Material to process:
───

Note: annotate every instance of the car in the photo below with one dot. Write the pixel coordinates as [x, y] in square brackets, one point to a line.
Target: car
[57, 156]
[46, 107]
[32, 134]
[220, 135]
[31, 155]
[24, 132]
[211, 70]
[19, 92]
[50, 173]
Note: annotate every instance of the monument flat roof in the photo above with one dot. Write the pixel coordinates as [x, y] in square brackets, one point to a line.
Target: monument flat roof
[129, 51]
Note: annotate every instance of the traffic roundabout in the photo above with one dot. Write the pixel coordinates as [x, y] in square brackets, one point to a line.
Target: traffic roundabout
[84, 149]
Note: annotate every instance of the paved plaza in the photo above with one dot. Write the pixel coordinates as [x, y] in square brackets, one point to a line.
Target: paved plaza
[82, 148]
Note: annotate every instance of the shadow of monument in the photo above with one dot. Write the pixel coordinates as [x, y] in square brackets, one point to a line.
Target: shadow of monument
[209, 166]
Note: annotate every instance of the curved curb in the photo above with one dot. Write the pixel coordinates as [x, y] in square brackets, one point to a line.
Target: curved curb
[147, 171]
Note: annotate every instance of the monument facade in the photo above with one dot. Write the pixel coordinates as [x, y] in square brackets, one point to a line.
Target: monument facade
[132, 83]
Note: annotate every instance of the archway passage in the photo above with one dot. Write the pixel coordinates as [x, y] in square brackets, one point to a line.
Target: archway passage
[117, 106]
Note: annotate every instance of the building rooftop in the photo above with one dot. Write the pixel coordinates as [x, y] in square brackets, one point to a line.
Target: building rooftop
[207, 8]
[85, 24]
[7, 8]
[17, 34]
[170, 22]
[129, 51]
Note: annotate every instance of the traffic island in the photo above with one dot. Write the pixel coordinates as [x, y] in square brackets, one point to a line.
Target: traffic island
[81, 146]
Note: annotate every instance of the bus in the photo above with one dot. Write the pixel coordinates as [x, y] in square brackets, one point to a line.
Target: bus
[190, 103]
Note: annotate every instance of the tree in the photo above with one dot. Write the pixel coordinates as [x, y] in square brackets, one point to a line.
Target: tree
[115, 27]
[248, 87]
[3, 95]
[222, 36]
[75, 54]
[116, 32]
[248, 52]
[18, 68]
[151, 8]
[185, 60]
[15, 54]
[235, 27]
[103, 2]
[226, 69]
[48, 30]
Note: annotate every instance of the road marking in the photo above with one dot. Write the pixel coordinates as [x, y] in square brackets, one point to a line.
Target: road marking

───

Aim of the exercise: Please return the span of lines above that opens with the one containing "Target: building rooftop" and closes with the final line, both included, exactly as written and nothing more.

Answer box:
Target: building rooftop
[207, 8]
[85, 24]
[7, 8]
[17, 34]
[170, 22]
[129, 51]
Note: annotate every instance of the traffic island in the photo above with one dot. Write the pixel coordinates as [x, y] in square brackets, one point to a line.
Target: traffic island
[81, 146]
Note: annotate every instance of the bus in the photo above with one dot. Write the pixel coordinates as [x, y] in square brackets, one point to a line.
Target: bus
[190, 103]
Note: annotate every instance of the tree in the photo above with one dot. Write the pixel coordinates as [x, y] in square brackets, one point to a line.
Target: tree
[115, 27]
[248, 87]
[3, 95]
[222, 36]
[75, 54]
[116, 32]
[248, 52]
[18, 68]
[151, 8]
[185, 60]
[15, 54]
[235, 27]
[103, 2]
[226, 69]
[48, 30]
Note: annotate every instance of the road marking in the photo above with one dot. Write the pixel coordinates as [x, y] in square brackets, one point to a line.
Target: road marking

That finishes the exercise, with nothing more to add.